__Dokumen__

RadarNKRI.id, Larantuka – Di tengah dampak erupsi Gunung Lewotobi yang masih dirasakan oleh warga, pemerintah dan DPRD Kabupaten Flores Timur (Flotim) mendapat sorotan tajam setelah mengesahkan pengadaan lima unit mobil baru senilai Rp 3,2 miliar untuk pimpinan daerah (DPRD dan Bupati, Wakil Bupati).
Langkah ini menuai protes dari masyarakat, terutama para korban bencana erupsi Gunung Lewotobi Laki-Laki di Kecamatan Wulanggitang dan Ile Bura yang merasa diabaikan dalam prioritas anggaran daerah Kabupaten Flotim.
Bantuan untuk korban erupsi yang tersebar di Kecamatan Ile Bura dan Wulanggitang hanya sebesar Rp 800 juta. Jumlah ini dinilai tidak cukup untuk memperbaiki kerusakan 2.366 rumah di tujuh desa, yang atapnya rusak parah akibat erupsi.

__Data yang Ditampilkan__
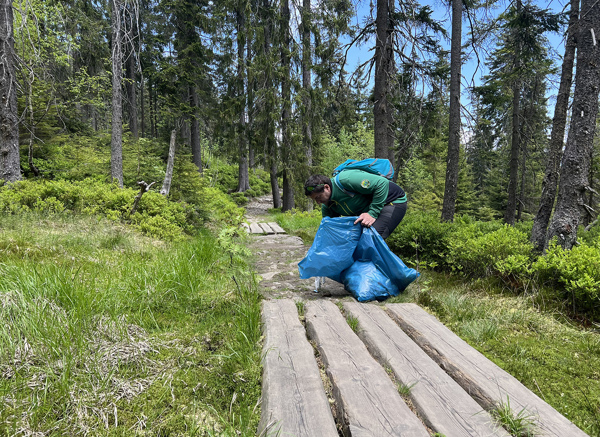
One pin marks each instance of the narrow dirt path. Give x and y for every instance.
(276, 259)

__Yang Harus Dilakukan__
Jawablah pertanyaan berikut berdasarkan dokumen tentang erupsi Gunung Lewotobi di atas.
(a) Berapa nilai pengadaan lima unit mobil baru untuk pimpinan daerah?
(b) Di kecamatan mana saja korban erupsi tersebar?
(c) Berapa jumlah rumah yang atapnya rusak parah akibat erupsi?

__Jawaban Tertulis__
(a) Nilainya Rp 3,2 miliar.
(b) Korban erupsi tersebar di Kecamatan Ile Bura dan Kecamatan Wulanggitang.
(c) Jumlahnya 2.366 rumah di tujuh desa.